Here we notice something important. The “it” is a Legion of many spirits, and not just one. As in the verses above, we here have yet another example of the word “it” referring to “a group of persons.”
So we gather that the word “it” can be used to refer to living, intelligent human beings, either of a group of people, kids, or infants.
Now we will show a bible example of “it” being used for a single individual:
(38) And, behold, a man of the company cried out, saying, Master, I beseech thee, look upon my son: for he is mine only child.
(39) And, lo, a spirit taketh him, and he suddenly crieth out; and it teareth him that he foameth again, and bruising him hardly departeth from him.
The child of this man was possessed by “a” spirit, and, knowing that it is a real, living spirit, refers to it with this pronoun.
Now in Luke 8:28-29, we noticed that the spirit is referred to an “it,” yet in verse 30, Jesus applies to it the following pronoun… “And Jesus asked him, saying, What is thy name? ...”
This same thing is done to the Holy Spirit. Although the bible uses the word “it” to refer to him, Jesus applied at least four pronouns when referring to him:
(17) Even the Spirit of truth; whom the world cannot receive, because it seeth him not, neither knoweth him: but ye know him; for he dwelleth with you, and shall be in you.
Note: It was already proven that Jesus is not the promised comforter spoken of here. See the section called “Is the comforter Jesus himself?”
For our Adventist brethren, Ellen White also applies such pronouns to the Holy Spirit:
“The Holy Spirit, sent from heaven by the benevolence of infinite love, takes the things of God and reveals them to every soul that has an implicit faith in Christ. By His power the vital truths upon which the salvation of the soul depends are impressed upon the mind, and the way of life is made so plain that none need err therein.” –Christ’s Object Lessons, page 113.

==============================

> _WORK TO BE COMPLETED_
In the passage on the pronoun "it," which work by Ellen White is quoted, and at what page? The material that comes next has no connection to the passage on the pronoun "it."

> _EXTRACTED RECORDS_
==============================

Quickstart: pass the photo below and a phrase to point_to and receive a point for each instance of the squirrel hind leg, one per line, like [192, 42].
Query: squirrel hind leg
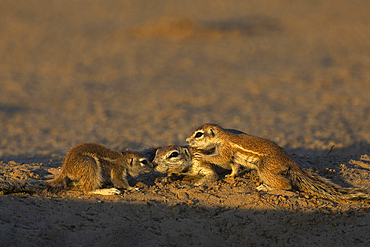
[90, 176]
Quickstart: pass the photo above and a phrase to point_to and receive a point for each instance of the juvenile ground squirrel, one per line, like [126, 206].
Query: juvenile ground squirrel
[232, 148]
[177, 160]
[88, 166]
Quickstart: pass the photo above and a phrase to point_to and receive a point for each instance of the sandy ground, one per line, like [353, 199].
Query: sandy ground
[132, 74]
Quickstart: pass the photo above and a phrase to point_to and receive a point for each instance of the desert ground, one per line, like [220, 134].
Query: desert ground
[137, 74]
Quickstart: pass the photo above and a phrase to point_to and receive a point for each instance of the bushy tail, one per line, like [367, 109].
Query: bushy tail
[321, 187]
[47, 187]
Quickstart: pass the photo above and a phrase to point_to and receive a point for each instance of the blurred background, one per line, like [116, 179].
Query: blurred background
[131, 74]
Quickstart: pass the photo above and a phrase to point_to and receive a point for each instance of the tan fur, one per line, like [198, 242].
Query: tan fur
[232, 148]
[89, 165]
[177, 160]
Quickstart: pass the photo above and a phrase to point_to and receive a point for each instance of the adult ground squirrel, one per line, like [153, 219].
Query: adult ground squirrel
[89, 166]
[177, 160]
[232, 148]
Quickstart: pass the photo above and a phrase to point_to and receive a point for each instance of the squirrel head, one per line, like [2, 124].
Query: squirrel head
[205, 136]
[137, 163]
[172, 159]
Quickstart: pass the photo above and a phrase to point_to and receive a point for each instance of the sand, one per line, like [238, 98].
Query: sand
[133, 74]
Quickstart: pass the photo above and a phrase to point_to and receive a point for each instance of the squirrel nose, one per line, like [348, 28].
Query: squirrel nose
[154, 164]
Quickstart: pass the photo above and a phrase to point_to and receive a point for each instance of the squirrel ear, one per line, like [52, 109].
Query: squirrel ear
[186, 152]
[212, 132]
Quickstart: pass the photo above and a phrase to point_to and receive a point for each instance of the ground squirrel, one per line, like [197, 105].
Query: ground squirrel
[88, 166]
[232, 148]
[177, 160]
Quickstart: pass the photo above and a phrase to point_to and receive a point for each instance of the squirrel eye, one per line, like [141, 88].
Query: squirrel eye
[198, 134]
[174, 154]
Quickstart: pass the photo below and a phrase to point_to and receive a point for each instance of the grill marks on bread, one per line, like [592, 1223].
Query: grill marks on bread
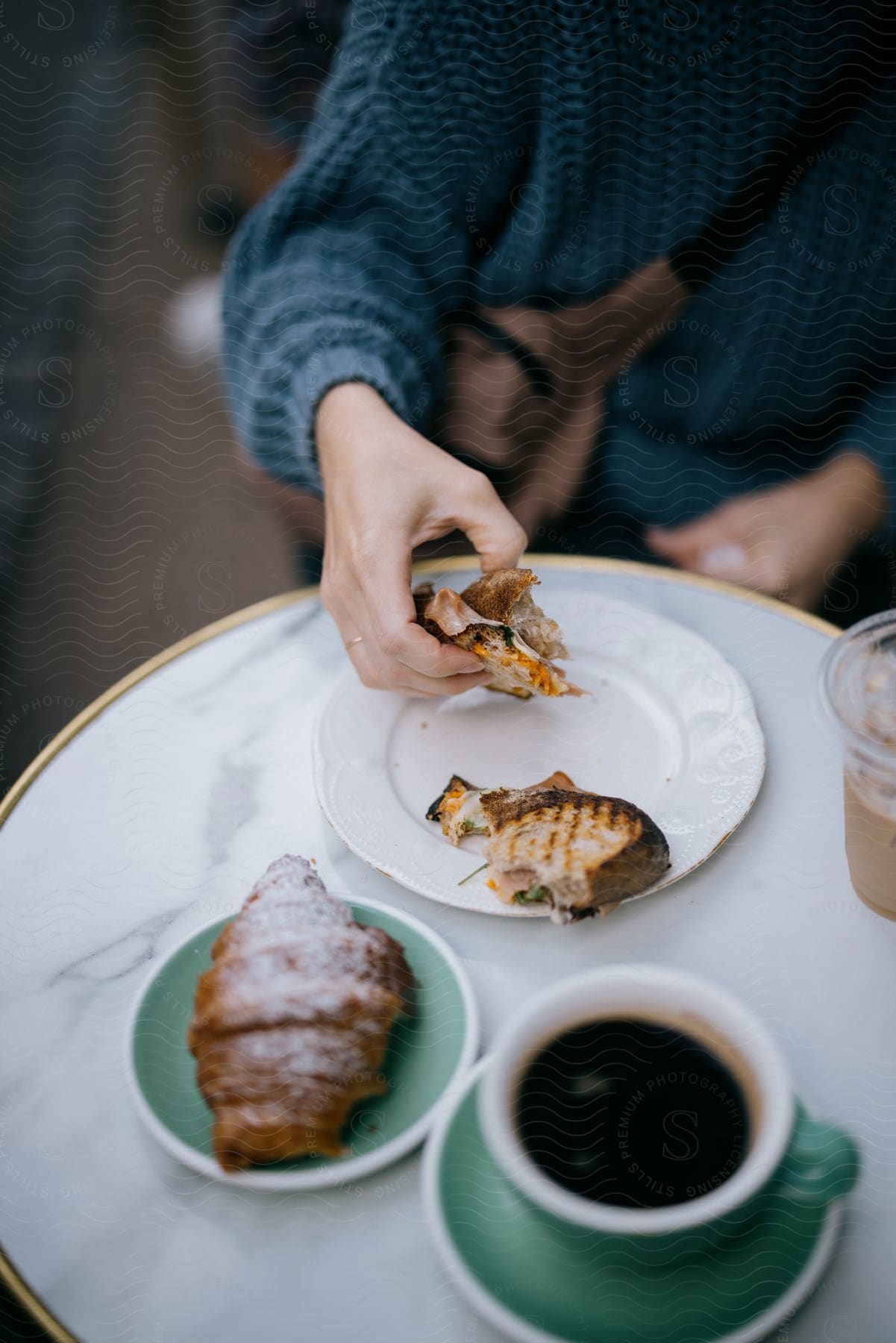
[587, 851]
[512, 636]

==============================

> _RESULT FOR THIS TASK_
Christ's Object Lessons, page 113.